### WORK TO BE COMPLETED
Repeat each entry in full, exactly.

[START]

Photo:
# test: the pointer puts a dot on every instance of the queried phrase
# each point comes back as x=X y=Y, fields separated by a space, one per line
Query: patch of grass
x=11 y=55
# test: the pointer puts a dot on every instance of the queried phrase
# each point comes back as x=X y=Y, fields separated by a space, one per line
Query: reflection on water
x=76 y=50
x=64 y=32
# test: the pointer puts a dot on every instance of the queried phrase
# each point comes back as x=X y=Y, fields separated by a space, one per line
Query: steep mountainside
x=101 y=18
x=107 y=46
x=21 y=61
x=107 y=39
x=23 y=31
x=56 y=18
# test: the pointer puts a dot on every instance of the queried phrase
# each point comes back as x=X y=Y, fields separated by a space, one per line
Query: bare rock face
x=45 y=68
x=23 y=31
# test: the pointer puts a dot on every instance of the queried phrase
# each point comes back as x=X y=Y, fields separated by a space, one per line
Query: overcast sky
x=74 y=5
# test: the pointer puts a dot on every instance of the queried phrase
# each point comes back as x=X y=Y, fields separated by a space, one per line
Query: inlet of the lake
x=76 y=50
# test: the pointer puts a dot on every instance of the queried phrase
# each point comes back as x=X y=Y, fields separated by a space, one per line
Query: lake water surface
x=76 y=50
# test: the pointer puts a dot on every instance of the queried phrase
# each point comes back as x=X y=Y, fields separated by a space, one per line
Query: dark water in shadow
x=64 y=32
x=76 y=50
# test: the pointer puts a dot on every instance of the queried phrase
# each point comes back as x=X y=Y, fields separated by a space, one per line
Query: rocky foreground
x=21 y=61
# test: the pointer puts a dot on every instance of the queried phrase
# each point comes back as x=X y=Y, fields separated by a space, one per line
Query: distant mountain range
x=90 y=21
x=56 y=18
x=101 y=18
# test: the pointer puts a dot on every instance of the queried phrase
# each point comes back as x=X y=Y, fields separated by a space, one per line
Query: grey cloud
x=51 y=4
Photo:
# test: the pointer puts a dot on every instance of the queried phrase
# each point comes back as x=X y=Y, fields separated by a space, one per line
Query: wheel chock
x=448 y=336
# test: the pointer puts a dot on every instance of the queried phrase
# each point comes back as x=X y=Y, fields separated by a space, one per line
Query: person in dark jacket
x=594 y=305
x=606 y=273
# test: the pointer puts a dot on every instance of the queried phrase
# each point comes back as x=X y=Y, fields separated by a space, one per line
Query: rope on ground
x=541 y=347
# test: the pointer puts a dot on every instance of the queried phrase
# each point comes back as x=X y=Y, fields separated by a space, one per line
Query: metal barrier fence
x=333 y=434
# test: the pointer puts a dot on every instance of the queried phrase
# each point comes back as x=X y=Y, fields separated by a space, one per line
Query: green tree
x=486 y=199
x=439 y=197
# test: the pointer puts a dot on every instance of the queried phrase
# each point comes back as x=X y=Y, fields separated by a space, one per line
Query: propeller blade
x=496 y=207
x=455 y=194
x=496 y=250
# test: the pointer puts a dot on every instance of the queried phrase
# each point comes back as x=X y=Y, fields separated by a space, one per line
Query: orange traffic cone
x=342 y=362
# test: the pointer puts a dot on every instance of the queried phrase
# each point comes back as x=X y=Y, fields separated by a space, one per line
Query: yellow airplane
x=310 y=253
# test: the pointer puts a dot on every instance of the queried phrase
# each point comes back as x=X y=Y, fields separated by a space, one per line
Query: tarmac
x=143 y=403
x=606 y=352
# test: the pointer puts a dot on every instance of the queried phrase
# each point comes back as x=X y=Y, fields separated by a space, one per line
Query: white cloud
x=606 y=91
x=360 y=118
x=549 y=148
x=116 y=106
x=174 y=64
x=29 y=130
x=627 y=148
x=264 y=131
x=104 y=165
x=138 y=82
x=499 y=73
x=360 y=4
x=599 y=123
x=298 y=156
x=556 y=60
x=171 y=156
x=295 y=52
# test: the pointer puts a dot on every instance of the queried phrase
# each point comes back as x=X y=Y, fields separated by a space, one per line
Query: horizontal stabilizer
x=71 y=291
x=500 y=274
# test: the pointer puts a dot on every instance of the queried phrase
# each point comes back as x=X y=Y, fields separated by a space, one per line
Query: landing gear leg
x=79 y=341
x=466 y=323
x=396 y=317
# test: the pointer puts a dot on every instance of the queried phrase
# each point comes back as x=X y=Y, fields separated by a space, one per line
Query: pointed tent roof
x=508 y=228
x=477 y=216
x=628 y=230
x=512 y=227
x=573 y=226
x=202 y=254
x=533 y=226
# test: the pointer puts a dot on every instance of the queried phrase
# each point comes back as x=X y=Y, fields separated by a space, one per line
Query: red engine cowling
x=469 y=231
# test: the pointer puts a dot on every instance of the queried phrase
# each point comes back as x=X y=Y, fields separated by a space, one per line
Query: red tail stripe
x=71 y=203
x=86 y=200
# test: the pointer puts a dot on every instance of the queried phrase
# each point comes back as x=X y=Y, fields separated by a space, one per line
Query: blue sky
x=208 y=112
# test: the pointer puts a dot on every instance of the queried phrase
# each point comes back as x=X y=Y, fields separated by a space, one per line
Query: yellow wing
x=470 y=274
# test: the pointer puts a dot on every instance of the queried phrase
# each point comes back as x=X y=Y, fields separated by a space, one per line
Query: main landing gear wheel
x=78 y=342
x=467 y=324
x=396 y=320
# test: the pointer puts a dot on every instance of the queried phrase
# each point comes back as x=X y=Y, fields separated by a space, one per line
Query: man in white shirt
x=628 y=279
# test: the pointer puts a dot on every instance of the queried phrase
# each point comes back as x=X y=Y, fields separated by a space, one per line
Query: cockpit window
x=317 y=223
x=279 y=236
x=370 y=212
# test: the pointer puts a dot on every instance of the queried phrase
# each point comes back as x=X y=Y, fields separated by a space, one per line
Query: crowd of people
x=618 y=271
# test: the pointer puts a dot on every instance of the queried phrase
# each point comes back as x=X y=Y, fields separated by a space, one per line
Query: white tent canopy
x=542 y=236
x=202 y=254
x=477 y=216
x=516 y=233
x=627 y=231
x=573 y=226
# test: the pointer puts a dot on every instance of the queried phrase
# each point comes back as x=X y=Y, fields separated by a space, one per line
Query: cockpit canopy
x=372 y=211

[END]

### REPLY
Photo:
# test: the pointer puts a dot on every instance of the queried phrase
# each point comes back as x=X y=Y, fields separated by a space, one per line
Query: patch of grass
x=11 y=55
# test: the pointer puts a dot on every instance of the queried phrase
# each point comes back as x=X y=Y, fields separated by a space, one per line
Query: reflection on water
x=76 y=50
x=64 y=32
# test: the pointer puts a dot on every instance of the queried phrase
# each point comes back as x=X y=Y, fields separated by a space, one per line
Query: steep mountainside
x=101 y=18
x=107 y=46
x=21 y=61
x=107 y=39
x=23 y=31
x=56 y=18
# test: the pointer puts a dot on every instance of the queried phrase
# each point comes back as x=X y=Y, fields separated by a space, one per line
Query: bare rock face
x=45 y=68
x=23 y=31
# test: the pointer puts a dot on every instance of the queried phrase
# each point comes back as x=X y=Y, fields separated by a space, one per line
Query: overcast sky
x=74 y=5
# test: the pointer puts a dot on every instance of the queried phrase
# each point comes back as x=X y=Y, fields separated by a space, one per line
Query: inlet of the lake
x=76 y=50
# test: the pointer puts a dot on every instance of the queried phrase
# each point comes back as x=X y=Y, fields separated by a space, one per line
Query: lake water surface
x=76 y=50
# test: the pointer puts a dot on every instance of the queried phrase
# each point comes back as x=X y=Y, fields separated by a space, one per line
Query: dark water in shadow
x=64 y=32
x=76 y=50
# test: the pointer puts a dot on every instance of the queried phrase
# each point comes back as x=X y=Y, fields separated by a space, one per line
Query: rocky foreground
x=21 y=61
# test: the pointer puts a dot on every instance of the queried phrase
# each point comes back as x=X y=Y, fields separated by a space, one per line
Query: distant mountain range
x=90 y=21
x=56 y=18
x=101 y=18
# test: the pointer puts a dot on every instance of the queried phrase
# each point comes back as x=X y=Y, fields separated by a space, one per line
Query: grey cloud
x=51 y=4
Photo:
# test: the pointer puts a dot on every instance of the queried phrase
# each point comes back as x=X y=Y, fields separated by a space, one per line
Query: wheel chock
x=448 y=336
# test: the pointer puts a dot on every instance of the queried phrase
# each point comes back as x=X y=Y, fields separated by a space, one per line
Query: person in dark jacket
x=594 y=305
x=606 y=273
# test: the pointer puts a dot on every instance of the queried phrase
# each point comes back as x=X y=Y, fields separated by a space, one per line
Query: rope on ground
x=541 y=347
# test: the pointer puts a dot on every instance of the queried phrase
# each point comes back as x=X y=Y, fields separated by a space, one per line
Query: metal barrier fence
x=333 y=434
# test: the pointer puts a dot on every instance of the queried phrase
# each point comes back as x=X y=Y, fields separated by a space, one per line
Query: green tree
x=486 y=199
x=439 y=197
# test: the pointer puts a dot on every instance of the queried phrase
# each point comes back as x=X y=Y, fields separated by a space, one per line
Query: propeller blade
x=496 y=207
x=455 y=194
x=496 y=250
# test: the pointer puts a dot on every instance of the queried phrase
# each point comes back as x=X y=Y, fields separated by a space, one per line
Query: orange traffic cone
x=342 y=362
# test: the pointer puts a dot on every instance of the queried phrase
# each point comes back as x=X y=Y, fields separated by a space, one per line
Query: yellow airplane
x=310 y=253
# test: the pointer puts a dot on every instance of the queried phrase
# each point comes back as x=X y=Y, fields separated by a space, one per line
Query: tarmac
x=143 y=403
x=606 y=352
# test: the pointer puts a dot on every instance of the queried phrase
# each point comes back as x=X y=Y, fields separated by a space, one per line
Query: white cloud
x=606 y=91
x=360 y=118
x=549 y=148
x=116 y=106
x=174 y=64
x=29 y=130
x=627 y=148
x=264 y=131
x=104 y=165
x=138 y=82
x=499 y=73
x=360 y=4
x=599 y=123
x=298 y=156
x=556 y=60
x=171 y=156
x=295 y=52
# test: the pointer puts a dot on every instance of the queried phrase
# each point comes back as x=X y=Y, fields separated by a space, one per line
Query: horizontal stabilizer
x=71 y=291
x=500 y=274
# test: the pointer puts a dot on every instance of the queried phrase
# each point comes back as x=X y=Y, fields separated by a space, one per line
Query: landing gear leg
x=79 y=341
x=466 y=323
x=396 y=317
# test: the pointer puts a dot on every instance of the queried phrase
# each point comes back as x=X y=Y, fields separated by a space, one per line
Query: pointed tent roof
x=508 y=228
x=477 y=216
x=628 y=230
x=512 y=227
x=573 y=226
x=202 y=254
x=533 y=226
# test: the pointer puts a dot on every instance of the queried phrase
# each point comes back as x=X y=Y, fields separated by a space, one per line
Query: red engine cowling
x=469 y=231
# test: the pointer puts a dot on every instance of the queried phrase
# each point comes back as x=X y=Y, fields separated by a space, one per line
Query: red tail stripe
x=71 y=203
x=86 y=200
# test: the pointer puts a dot on every instance of the queried phrase
# each point comes back as x=X y=Y, fields separated by a space, one per line
Query: blue sky
x=208 y=112
# test: the pointer puts a dot on every instance of the queried phrase
# each point comes back as x=X y=Y, fields separated by a space, one per line
Query: yellow wing
x=470 y=274
# test: the pointer puts a dot on every instance of the queried phrase
# each point comes back as x=X y=Y, fields separated by a space, one per line
Query: main landing gear wheel
x=78 y=342
x=467 y=324
x=396 y=320
# test: the pointer puts a dot on every instance of the queried phrase
# each point comes back as x=X y=Y, fields separated by a space, one per line
Query: man in white shirt
x=628 y=279
# test: the pointer puts a dot on every instance of the queried phrase
# each point comes back as x=X y=Y, fields separated by a space, one per line
Query: cockpit window
x=317 y=223
x=279 y=236
x=370 y=212
# test: the pointer puts a dot on every instance of the queried phrase
# each point comes back as x=X y=Y, fields separated by a space, one per line
Query: crowd of people
x=618 y=271
# test: the pointer puts a dot on every instance of the queried phrase
# each point comes back as x=X y=Y, fields separated by a space, one per line
Query: white tent canopy
x=542 y=236
x=202 y=254
x=477 y=216
x=516 y=233
x=627 y=231
x=573 y=226
# test: the pointer puts a dot on every instance of the queried phrase
# each point comes back as x=X y=Y, fields separated by a space, one per line
Query: cockpit canopy
x=372 y=211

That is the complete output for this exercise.